> _SEITENTEXT_:
····················

Bild nicht mehr verfügbar.

Sicherheitskräfte und Mitglieder des Rettungsdienstes vor der Synagoge in Jerusalem, in der sich am Dienstag der Anschlag ereignete. Das Haus steht in einer Gegend der Stadt, die bisher nicht als Brennpunkt der Konflikte gegolten hatte.

Foto: Reuters / Ammar Awad

Es war der schwerste Anschlag seit Jahren in Israel. Zur Zeit des Morgengebets am Dienstag drangen zwei Palästinenser in eine kleine Synagoge in Jerusalem ein und griffen die Betenden mit einer Pistole und großen Messern an.

Dabei wurden fünf Menschen getötet und einige zum Teil schwer verletzt. Drei Todesopfer hatten neben der israelischen auch die amerikanische Staatsbürgerschaft, ein weiterer Ermordeter die britische. Ein Polizist, der bei dem Angriff verwundet worden war, erlag am Abend seinen Verletzungen.

····················

> _ZIEL 1_: Erkläre in einem bis drei Sätzen anhand des Berichts über den Anschlag in Jerusalem, weshalb der erwähnte Polizist am Abend starb.
> _ZIEL 2_: Mit welchen Waffen griffen die beiden Palästinenser laut dem Bericht über den Anschlag in Jerusalem die Betenden an?
> _ZIEL 3_: Dupliziere aus dem Bericht über den Anschlag in Jerusalem den Abschnitt, der mit den Worten „Dabei wurden fünf“ einsetzt und mit „Abend seinen Verletzungen.“ schließt.
Stütze dich ausschließlich auf den Bericht über den Anschlag in Jerusalem.

Gespeicherte Dateneinträge:
····················

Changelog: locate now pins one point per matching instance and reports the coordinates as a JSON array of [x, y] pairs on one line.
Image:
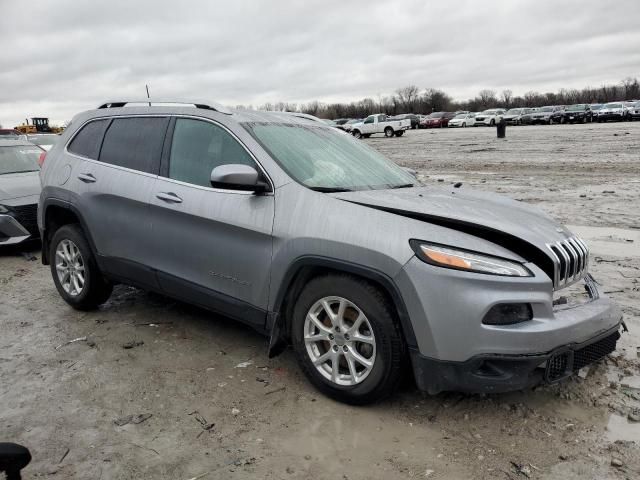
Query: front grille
[[571, 260], [27, 216], [595, 351]]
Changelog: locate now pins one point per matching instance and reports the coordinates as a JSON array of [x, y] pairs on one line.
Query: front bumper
[[18, 225], [505, 373]]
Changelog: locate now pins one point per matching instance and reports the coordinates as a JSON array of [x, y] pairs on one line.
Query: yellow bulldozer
[[38, 125]]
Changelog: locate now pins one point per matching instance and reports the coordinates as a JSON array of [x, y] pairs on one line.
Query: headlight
[[457, 259]]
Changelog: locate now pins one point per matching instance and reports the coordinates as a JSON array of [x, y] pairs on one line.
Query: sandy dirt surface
[[196, 397]]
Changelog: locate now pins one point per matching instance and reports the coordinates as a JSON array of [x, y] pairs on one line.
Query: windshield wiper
[[330, 189]]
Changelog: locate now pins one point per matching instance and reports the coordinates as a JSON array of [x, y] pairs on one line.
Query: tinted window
[[135, 143], [198, 147], [87, 140]]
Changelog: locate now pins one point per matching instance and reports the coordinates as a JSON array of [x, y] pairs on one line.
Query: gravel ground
[[195, 395]]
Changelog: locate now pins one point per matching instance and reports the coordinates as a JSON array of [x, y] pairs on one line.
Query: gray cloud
[[62, 57]]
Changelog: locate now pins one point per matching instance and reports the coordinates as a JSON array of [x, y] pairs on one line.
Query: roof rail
[[164, 102]]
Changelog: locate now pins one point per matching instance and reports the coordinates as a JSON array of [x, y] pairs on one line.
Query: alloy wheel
[[339, 341], [70, 267]]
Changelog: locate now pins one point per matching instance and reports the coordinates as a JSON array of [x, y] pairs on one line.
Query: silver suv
[[317, 240]]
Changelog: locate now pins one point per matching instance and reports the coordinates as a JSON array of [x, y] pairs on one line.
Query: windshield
[[328, 160], [18, 159], [43, 139]]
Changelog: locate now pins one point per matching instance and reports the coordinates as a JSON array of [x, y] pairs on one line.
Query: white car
[[488, 117], [380, 123], [463, 120]]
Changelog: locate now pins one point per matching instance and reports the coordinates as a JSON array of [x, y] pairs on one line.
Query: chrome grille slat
[[571, 261]]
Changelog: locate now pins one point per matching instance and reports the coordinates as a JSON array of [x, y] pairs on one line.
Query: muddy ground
[[220, 409]]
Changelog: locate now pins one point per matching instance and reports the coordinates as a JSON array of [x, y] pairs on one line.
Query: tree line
[[411, 99]]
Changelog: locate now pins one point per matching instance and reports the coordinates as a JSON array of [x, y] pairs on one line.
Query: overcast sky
[[60, 57]]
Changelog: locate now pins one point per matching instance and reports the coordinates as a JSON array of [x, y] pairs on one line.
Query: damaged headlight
[[458, 259]]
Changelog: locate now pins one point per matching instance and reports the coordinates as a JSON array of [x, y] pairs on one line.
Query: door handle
[[169, 197], [87, 178]]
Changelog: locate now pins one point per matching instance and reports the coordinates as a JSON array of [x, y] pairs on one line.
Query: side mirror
[[238, 177]]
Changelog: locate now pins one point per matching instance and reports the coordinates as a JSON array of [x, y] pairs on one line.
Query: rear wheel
[[346, 339], [74, 269]]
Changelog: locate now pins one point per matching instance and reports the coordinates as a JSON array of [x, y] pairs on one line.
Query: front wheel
[[346, 339], [74, 269]]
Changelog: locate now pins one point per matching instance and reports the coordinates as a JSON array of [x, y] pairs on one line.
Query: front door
[[211, 246]]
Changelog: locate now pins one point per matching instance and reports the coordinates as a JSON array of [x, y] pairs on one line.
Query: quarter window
[[87, 141], [198, 147], [135, 143]]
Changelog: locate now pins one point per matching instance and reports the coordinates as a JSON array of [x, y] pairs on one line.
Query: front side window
[[326, 160], [135, 143], [198, 147], [87, 141]]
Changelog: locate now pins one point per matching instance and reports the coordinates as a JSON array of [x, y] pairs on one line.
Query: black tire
[[386, 373], [96, 289]]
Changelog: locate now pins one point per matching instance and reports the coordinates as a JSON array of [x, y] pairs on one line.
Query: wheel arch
[[58, 213], [304, 269]]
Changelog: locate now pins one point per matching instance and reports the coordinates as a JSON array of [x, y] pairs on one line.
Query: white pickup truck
[[380, 123]]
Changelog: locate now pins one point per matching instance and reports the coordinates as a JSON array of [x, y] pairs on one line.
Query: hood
[[17, 185], [519, 227]]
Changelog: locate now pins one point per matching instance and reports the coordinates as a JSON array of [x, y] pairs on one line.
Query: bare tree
[[507, 97]]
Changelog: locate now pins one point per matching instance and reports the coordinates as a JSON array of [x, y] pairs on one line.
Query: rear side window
[[87, 141], [135, 143], [198, 147]]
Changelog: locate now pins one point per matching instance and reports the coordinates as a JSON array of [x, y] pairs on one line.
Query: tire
[[80, 262], [355, 387]]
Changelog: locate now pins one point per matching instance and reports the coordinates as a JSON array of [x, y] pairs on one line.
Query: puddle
[[619, 428], [618, 242]]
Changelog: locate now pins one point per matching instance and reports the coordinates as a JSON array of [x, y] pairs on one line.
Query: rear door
[[211, 246], [115, 200]]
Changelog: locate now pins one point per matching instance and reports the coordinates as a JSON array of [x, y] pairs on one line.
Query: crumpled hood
[[17, 185], [466, 210]]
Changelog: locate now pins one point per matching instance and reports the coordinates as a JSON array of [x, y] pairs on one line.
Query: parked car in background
[[541, 116], [457, 287], [513, 116], [415, 119], [634, 111], [615, 111], [349, 125], [19, 190], [488, 117], [578, 113], [10, 133], [463, 120], [44, 140], [380, 123], [437, 120]]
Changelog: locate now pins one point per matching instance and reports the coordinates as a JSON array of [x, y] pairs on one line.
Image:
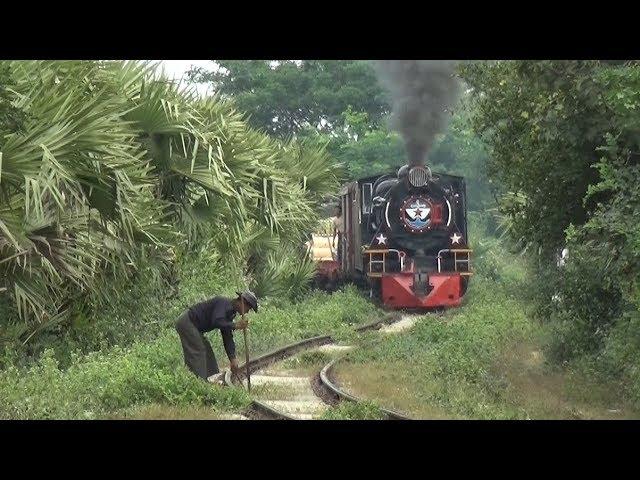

····················

> _MUSTERLÖSUNG 1_: Der Polizist war bei dem Angriff verwundet worden. Am Abend erlag er diesen Verletzungen.

> _MUSTERLÖSUNG 2_: Mit einer Pistole und großen Messern.

> _MUSTERLÖSUNG 3_:
Dabei wurden fünf Menschen getötet und einige zum Teil schwer verletzt. Drei Todesopfer hatten neben der israelischen auch die amerikanische Staatsbürgerschaft, ein weiterer Ermordeter die britische. Ein Polizist, der bei dem Angriff verwundet worden war, erlag am Abend seinen Verletzungen.